**本文:**
########

でもそれってつまり、本体は生きているけど中身は別人で、本物は霊体ってことだから……。
ノイの本体が生きていると知ってから一度だけ、私と『ひな』と『あさか』を連れてノイが家政婦の所に霊体で連れて行ってくれたことがある。
霊体と言えど、かなり距離が離れているため物凄く移動に時間がかかった。結論からすると戻るのに丸3日はかかり、その間私の生身は『やよい』や『れいな』に管理してもらっていた。
家政婦は私達の霊体を見て一瞬驚いた顔をして何かドイツ語で呟き、ノイが一言それに応じるとリビングに案内された。
本当に豪邸で、リビングが私の家の2DK全てがすっぽり収まるくらいの広さで、空き部屋が6個は確認できた。
1つは家政婦の部屋で、もう1つがノイの生身の寝室らしい。

########

**データ一覧:**
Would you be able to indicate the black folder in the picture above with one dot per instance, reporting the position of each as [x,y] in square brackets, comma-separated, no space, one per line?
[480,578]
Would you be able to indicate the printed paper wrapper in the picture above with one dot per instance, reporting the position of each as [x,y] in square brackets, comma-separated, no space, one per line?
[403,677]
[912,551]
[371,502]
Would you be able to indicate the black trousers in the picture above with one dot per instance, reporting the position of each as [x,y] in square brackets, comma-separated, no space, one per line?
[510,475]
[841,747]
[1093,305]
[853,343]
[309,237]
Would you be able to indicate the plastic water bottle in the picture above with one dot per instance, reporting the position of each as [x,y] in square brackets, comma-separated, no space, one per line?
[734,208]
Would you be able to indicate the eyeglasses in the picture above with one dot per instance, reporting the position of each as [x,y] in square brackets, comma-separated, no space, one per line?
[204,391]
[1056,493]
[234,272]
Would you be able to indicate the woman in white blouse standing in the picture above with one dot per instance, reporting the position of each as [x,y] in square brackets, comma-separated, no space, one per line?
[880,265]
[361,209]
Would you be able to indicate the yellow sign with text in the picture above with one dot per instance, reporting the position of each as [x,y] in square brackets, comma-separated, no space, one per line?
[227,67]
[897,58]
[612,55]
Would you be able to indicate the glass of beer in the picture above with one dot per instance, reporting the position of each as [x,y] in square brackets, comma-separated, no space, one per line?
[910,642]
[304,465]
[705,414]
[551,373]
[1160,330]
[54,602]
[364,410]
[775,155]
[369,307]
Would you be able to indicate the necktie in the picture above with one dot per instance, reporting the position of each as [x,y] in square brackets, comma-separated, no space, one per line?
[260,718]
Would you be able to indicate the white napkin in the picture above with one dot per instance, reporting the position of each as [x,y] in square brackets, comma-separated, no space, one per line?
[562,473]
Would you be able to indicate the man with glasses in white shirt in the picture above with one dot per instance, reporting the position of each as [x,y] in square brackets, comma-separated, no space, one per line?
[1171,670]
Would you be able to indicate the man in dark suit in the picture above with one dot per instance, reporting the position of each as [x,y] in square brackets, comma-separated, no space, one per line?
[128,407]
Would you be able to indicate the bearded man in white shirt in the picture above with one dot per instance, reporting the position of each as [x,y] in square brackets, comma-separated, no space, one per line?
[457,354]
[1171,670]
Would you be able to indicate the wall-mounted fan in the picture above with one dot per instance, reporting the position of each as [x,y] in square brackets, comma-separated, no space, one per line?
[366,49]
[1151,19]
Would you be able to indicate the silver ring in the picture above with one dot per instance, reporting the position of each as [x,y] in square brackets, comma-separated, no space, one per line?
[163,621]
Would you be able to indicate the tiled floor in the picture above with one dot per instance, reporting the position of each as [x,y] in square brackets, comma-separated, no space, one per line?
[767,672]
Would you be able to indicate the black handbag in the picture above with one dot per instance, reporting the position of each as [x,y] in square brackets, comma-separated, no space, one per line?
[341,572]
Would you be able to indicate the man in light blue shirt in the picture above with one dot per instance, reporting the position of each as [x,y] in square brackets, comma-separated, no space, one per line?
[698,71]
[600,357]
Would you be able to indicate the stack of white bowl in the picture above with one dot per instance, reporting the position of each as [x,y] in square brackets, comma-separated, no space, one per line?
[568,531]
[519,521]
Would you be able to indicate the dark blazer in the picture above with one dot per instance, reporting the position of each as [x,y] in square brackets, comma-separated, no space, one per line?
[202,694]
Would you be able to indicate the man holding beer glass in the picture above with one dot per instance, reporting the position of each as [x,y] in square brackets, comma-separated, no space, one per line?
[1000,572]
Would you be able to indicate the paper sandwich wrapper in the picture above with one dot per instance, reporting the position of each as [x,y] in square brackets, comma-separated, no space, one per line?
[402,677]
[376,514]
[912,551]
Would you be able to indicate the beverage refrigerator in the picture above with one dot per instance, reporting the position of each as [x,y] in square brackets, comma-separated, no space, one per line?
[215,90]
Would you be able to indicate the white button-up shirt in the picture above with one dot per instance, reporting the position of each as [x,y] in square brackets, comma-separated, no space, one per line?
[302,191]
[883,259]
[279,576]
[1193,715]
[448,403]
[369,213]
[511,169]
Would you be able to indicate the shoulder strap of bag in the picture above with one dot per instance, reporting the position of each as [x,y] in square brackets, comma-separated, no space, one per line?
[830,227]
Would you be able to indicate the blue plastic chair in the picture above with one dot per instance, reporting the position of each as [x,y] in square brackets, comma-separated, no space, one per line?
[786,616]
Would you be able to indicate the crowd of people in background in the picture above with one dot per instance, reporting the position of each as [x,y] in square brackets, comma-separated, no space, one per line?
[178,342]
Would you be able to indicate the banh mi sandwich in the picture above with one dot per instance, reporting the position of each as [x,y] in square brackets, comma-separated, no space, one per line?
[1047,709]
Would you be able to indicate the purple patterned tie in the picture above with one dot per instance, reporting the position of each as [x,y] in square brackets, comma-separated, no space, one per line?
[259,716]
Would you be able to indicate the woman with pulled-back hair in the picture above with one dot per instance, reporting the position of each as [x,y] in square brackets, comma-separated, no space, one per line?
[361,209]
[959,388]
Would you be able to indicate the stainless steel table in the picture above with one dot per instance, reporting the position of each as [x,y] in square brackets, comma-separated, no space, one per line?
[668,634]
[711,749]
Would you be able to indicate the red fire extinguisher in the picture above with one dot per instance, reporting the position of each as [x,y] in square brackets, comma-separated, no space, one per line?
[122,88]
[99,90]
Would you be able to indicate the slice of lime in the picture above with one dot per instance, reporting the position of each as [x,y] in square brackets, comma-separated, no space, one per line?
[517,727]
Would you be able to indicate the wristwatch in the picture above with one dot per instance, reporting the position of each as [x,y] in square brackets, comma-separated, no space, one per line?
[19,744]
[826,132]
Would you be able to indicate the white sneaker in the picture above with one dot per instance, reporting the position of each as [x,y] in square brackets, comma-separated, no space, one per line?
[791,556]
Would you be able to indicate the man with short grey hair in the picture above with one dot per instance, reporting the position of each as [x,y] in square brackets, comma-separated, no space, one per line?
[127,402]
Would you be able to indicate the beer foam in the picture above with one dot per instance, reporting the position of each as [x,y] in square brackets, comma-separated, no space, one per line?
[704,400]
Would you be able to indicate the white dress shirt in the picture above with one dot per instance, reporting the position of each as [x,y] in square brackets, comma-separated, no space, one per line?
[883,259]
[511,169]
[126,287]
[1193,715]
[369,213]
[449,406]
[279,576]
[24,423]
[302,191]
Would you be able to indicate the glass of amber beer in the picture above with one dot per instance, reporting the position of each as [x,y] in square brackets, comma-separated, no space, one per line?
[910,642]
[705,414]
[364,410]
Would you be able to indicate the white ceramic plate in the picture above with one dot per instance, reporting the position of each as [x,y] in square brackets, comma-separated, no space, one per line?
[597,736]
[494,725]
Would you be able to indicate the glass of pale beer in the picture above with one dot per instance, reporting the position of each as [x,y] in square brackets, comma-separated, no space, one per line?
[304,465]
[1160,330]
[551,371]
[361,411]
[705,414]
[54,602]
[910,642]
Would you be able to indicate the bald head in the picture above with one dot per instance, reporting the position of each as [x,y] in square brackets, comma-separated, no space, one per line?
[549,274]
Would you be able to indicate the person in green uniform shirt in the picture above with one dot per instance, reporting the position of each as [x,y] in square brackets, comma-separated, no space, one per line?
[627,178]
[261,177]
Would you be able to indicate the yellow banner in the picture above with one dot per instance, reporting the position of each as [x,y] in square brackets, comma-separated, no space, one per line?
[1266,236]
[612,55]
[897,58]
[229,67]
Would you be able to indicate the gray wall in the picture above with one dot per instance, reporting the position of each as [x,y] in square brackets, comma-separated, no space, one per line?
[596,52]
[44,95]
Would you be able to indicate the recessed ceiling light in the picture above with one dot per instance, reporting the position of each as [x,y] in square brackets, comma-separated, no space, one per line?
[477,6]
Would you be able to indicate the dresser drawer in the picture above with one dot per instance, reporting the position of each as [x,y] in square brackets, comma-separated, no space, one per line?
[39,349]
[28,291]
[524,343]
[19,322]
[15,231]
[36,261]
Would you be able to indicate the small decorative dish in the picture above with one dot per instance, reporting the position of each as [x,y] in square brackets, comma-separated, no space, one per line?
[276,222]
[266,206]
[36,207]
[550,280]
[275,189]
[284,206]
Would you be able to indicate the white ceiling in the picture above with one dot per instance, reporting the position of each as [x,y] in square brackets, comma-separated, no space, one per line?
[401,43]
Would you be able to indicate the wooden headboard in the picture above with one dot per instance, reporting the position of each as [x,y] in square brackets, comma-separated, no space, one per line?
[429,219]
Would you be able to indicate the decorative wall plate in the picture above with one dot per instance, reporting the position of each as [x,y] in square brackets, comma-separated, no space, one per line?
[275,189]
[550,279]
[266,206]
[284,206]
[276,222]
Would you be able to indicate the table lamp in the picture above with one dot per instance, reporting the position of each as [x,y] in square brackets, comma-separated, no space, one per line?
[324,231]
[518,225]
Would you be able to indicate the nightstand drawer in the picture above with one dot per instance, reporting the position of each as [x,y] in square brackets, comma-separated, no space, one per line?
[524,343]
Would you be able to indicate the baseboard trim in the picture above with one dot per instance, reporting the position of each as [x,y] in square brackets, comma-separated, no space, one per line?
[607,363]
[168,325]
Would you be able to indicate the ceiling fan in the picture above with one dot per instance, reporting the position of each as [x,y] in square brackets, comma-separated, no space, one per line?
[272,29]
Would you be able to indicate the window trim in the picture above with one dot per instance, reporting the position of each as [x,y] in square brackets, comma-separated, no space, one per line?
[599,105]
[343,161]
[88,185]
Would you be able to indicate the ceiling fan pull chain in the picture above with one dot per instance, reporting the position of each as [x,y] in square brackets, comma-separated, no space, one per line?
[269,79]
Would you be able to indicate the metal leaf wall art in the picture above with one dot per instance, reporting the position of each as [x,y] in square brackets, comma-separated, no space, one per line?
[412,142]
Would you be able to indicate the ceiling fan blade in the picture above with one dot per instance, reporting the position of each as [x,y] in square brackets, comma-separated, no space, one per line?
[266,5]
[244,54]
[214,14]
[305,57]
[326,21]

########

**課題 1:** 本文の「ノイの本体が生きていると知っ」から「じるとリビングに案内された。」までを、一字も変えずに書き写すこと。
**課題 2:** 本文の内容を2文でまとめること。
**課題 3:** 本文で『』に囲まれている名前をすべて挙げること。
答えは本文の内容だけに基づくこと。

**解答 1:**
ノイの本体が生きていると知ってから一度だけ、私と『ひな』と『あさか』を連れてノイが家政婦の所に霊体で連れて行ってくれたことがある。
霊体と言えど、かなり距離が離れているため物凄く移動に時間がかかった。結論からすると戻るのに丸3日はかかり、その間私の生身は『やよい』や『れいな』に管理してもらっていた。
家政婦は私達の霊体を見て一瞬驚いた顔をして何かドイツ語で呟き、ノイが一言それに応じるとリビングに案内された。

**解答 2:** ノイは一度だけ、「私」と『ひな』、『あさか』を霊体で家政婦の所へ連れて行ったが、距離が遠いため戻るまでに丸3日かかった。そこは豪邸で、空き部屋が6個は確認でき、そのうち1つは家政婦の部屋、もう1つはノイの生身の寝室らしい。

**解答 3:** ひな、あさか、やよい、れいな